COSA FARAI: Ricopia parola per parola la parte del brano sul cocainismo del dott. Thackery che comincia con le parole "L’insaziabilità si palesa" e si chiude dopo "soldi, assumere droghe.".

BRANO CITATO:
----

Thackery, sudato e rigido, presenta i primi sintomi di una astinenza
prolungata. Consapevole di non poter ottenere cocaina, Thackery viene
colto di notte e in stato confusionale, in una farmacia, a rubare
calmanti. È divenuto una giara sfondata,
richiamando un’immagine dell’antropologa Giulia
Sissa, insita nella fisicità del drogato, nel corpo del
tossico paragonato a quei recipienti che “non si possono
colmare perché sono, letteralmente, sfondati, sballati, in
sballo” (Sissa, 1999).
Thackery
è l’immagine di cocainomane in preda alla brama,
un appetito insaziabile che deriva da una “parte desiderante
della nostra anima che ha il fondo bucato” (ibidem).
L’insaziabilità si palesa nello stadio di massima
assuefazione, divenendo sinonimo di sregolatezza e devianza, di
immoralità insita nei piaceri o desideri appetitivi del
mangiare, bere, fare sesso, fare soldi, assumere droghe.
Anche
negli studi della Scuola di Chicago dei primi del Novecento la cocaina
è emblema di demoralizzazione che
colpisce i soggetti – immigrati – male integrati
nel nuovo sistema sociale americano, che per questo sviluppano
comportamenti marginali o devianti come il ricorso
alle droghe (cfr. Cooley, 1909). Ma a ben vedere l’immagine
di progressiva debilitazione del dott. Thackery segnala quanto la
cocaina dei primi del Novecento non possa essere considerata solo una
forma di svago border line, una droga legata agli scopi ricreativi,
ludici, voluttuari e trasgressivi. Il cocainismo del dott. Thackery
richiama anche una nuova domanda di senso, veicolata da un ceto di
nuovi ricchi della borghesia urbana e industriale, delle arti e della
scienza, che vive a suo modo una condizione di spaesamento, di
insicurezza identitaria, alienazione e anomia amplificata da una
trasformazione sociale (cfr. Caramiello, 2003). Una trasformazione
incalzante a cavallo del Novecento, specie per chi agisce lungo la
linea di frontiera della conoscenza scientifica, con effetti sulla
condizione esistenziale della comunità medica occidentale.

----

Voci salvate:
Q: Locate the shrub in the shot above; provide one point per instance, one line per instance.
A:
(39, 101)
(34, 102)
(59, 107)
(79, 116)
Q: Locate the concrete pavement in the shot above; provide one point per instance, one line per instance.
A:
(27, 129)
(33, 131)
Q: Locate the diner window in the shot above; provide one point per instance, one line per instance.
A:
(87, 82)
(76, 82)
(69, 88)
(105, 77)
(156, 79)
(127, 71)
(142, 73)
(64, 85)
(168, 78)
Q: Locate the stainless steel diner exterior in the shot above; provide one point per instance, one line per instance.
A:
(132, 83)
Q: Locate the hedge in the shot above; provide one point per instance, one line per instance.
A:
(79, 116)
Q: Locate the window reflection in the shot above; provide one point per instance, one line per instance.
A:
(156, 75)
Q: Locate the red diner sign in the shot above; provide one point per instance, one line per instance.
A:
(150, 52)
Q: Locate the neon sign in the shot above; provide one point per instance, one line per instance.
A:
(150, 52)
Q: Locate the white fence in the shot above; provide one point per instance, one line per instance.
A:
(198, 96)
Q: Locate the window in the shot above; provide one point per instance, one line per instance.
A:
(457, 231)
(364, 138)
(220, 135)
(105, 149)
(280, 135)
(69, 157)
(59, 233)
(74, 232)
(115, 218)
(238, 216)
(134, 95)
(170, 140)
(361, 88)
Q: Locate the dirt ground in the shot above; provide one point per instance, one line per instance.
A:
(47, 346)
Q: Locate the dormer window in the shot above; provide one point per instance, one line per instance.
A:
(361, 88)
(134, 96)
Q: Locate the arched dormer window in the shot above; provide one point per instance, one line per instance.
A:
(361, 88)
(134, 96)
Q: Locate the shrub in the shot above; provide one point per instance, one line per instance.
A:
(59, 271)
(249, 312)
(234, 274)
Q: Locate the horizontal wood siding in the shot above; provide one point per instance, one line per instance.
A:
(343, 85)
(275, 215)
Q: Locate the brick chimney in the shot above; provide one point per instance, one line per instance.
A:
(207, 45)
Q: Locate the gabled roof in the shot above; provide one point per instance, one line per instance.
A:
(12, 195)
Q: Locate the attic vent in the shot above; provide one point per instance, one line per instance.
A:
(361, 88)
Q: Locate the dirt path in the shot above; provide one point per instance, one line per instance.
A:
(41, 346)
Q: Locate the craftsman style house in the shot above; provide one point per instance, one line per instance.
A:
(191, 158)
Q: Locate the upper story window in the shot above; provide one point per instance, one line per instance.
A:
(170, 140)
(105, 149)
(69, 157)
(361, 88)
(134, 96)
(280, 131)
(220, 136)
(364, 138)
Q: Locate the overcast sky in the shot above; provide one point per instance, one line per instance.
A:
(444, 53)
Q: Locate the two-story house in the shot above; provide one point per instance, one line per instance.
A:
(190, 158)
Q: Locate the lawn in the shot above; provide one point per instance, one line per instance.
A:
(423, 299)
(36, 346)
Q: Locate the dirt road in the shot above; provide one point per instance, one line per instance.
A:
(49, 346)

----

RISULTATO DELL'ESERCIZIO:
L’insaziabilità si palesa nello stadio di massima
assuefazione, divenendo sinonimo di sregolatezza e devianza, di
immoralità insita nei piaceri o desideri appetitivi del
mangiare, bere, fare sesso, fare soldi, assumere droghe.